- EXERCISE BRIEF -
Pictures should be excluded; otherwise, copy every entry exactly.

=== RECORDS FOR THIS EXERCISE ===

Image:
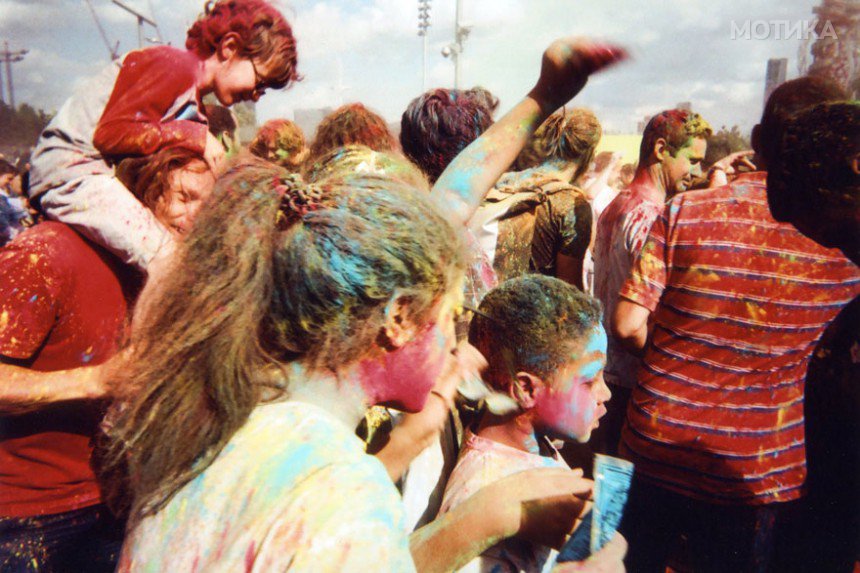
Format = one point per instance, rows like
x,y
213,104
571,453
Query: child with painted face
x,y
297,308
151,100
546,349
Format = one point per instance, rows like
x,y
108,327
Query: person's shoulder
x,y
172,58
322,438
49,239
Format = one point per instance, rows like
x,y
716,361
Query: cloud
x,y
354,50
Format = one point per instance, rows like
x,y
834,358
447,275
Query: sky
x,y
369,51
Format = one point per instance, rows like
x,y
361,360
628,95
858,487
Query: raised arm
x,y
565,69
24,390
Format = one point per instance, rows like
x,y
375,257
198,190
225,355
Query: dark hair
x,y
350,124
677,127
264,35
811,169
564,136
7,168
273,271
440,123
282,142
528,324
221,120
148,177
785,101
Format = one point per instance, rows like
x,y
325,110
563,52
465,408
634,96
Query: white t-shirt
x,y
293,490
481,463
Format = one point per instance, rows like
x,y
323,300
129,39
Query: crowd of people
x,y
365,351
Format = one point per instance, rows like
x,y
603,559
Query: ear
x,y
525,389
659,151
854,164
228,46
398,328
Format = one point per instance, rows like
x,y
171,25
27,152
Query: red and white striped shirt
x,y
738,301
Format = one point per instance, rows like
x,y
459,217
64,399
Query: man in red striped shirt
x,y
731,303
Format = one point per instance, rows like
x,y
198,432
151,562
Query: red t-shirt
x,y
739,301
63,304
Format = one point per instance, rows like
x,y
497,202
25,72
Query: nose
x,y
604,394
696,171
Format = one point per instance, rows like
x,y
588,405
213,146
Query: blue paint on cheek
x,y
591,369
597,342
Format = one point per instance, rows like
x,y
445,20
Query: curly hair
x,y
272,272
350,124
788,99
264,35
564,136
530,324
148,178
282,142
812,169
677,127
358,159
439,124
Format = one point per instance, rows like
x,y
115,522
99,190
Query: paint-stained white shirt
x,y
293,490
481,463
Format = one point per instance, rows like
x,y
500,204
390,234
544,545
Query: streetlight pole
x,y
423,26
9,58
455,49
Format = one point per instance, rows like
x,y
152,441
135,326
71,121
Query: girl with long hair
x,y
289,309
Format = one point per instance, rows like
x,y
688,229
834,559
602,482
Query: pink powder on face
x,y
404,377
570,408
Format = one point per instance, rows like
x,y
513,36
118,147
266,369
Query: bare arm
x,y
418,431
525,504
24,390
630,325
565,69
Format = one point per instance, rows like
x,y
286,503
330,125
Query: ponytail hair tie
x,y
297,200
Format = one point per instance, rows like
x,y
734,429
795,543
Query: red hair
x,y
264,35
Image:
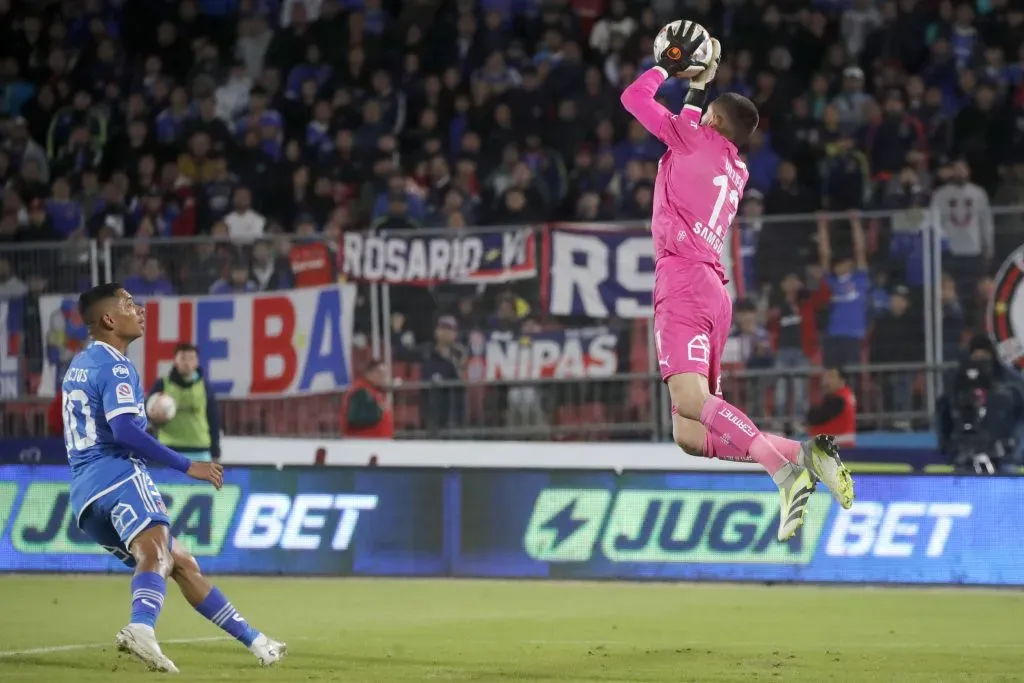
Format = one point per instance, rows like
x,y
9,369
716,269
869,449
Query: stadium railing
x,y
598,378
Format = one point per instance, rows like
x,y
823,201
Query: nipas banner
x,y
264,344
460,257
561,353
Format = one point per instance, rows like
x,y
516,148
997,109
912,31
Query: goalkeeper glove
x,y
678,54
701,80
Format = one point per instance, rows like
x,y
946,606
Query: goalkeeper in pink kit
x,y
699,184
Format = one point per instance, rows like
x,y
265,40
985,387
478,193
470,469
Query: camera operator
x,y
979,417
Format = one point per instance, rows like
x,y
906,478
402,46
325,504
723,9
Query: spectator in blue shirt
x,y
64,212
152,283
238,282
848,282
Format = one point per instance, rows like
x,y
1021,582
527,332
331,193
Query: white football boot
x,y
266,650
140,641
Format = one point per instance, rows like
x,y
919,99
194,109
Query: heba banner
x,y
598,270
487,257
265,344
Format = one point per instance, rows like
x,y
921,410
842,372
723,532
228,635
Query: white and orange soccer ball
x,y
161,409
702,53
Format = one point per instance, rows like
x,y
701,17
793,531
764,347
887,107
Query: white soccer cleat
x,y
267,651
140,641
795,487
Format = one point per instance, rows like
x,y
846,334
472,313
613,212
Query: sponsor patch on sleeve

===

- RESULT OF THIS TASK -
Image:
Format = one point per instance, rows like
x,y
213,104
571,453
Query: child with painted face
x,y
297,308
151,100
546,349
Format = one point per instance, rows like
x,y
108,327
Query: person's shoulder
x,y
172,58
322,438
49,239
Format = one point per instance, rows like
x,y
716,361
Query: cloud
x,y
354,50
Format = one point per instance, rows like
x,y
834,358
447,275
Query: sky
x,y
369,51
Format = one point per instance, rows like
x,y
361,360
628,95
858,487
Query: raised arm
x,y
565,69
24,390
Format = one point per instance, rows like
x,y
375,257
198,190
225,355
Query: dark hair
x,y
350,124
677,127
264,35
811,169
564,136
7,168
273,271
440,123
282,142
528,324
221,120
148,177
785,101
Format = one point per instance, rows like
x,y
325,110
563,52
465,408
634,96
Query: white t-shirt
x,y
293,490
481,463
Format = one point per instance, rows like
x,y
323,300
129,39
Query: crowd of people
x,y
365,351
Format = one point per instance, rows like
x,y
603,559
Query: ear
x,y
525,389
659,151
854,164
228,46
398,328
Format = one point per instance, rows like
x,y
171,25
27,152
Query: red and white striped shirt
x,y
738,301
Format = one point per instance, rows like
x,y
459,217
64,399
Query: man in red striped shirt
x,y
731,303
Format = one point per instance, rows like
x,y
198,432
151,562
Query: red t-shirt
x,y
739,301
63,304
Format = one point per instance, rows like
x,y
497,202
25,72
Query: nose
x,y
604,394
696,171
Format = one point per instance, rows like
x,y
588,405
213,146
Query: blue paint on cheek
x,y
591,369
597,342
Format = one point per instance, rows like
x,y
445,20
Query: curly hair
x,y
272,272
350,124
788,99
264,35
564,136
530,324
148,178
282,142
812,169
677,127
358,159
439,124
Format = one point per instance, rows like
x,y
115,522
99,190
Query: paint-stained white shirt
x,y
293,490
481,463
Format = one point per instance, rows like
x,y
500,204
390,234
544,545
Query: streetlight pole
x,y
423,26
9,58
455,49
Format = one point per instance, rows like
x,y
152,441
135,326
71,121
Query: girl with long hair
x,y
289,309
Format = one point per instance, rows like
x,y
688,229
834,559
602,482
Query: pink powder on face
x,y
404,377
570,408
Format = one point per instance, rows like
x,y
513,36
118,147
266,369
Query: bare arm
x,y
418,431
525,504
24,390
630,325
565,69
Format = one point per instance, rows like
x,y
286,503
330,125
Query: ponytail hair tie
x,y
297,200
Format = one point per instance, rows like
x,y
734,429
795,543
Query: red hair
x,y
264,35
Image:
Format = one point per instance, rows like
x,y
9,369
716,269
869,449
Query: stadium railing
x,y
598,378
Format = one point per instance, rows like
x,y
823,201
Query: nipas banner
x,y
264,344
460,257
561,353
Format = one point per instance, rows like
x,y
516,148
997,109
912,31
Query: goalkeeper glove
x,y
678,54
701,80
Format = one point per instance, rows like
x,y
946,606
Query: goalkeeper in pink kit
x,y
699,184
Format = one point per instance, rows like
x,y
265,40
985,387
478,193
470,469
Query: camera operator
x,y
979,417
Format = one point per instance, rows like
x,y
906,478
402,46
325,504
723,9
Query: spectator in blue shirt
x,y
64,212
152,283
238,282
848,282
Format = one point per instance, rows like
x,y
1021,582
527,332
331,193
Query: white football boot
x,y
266,650
140,641
Format = one point per instance, rows like
x,y
919,99
194,109
Query: heba banner
x,y
598,270
487,257
265,344
Format = one point per instance, rows like
x,y
921,410
842,372
723,532
228,635
Query: white and orange soccer ball
x,y
161,409
702,53
Format = one point per instance, rows like
x,y
701,17
793,531
764,347
887,107
Query: white soccer cleat
x,y
267,651
140,641
795,487
Format = one point per instance, rows like
x,y
846,334
472,313
613,212
Query: sponsor patch on sleeve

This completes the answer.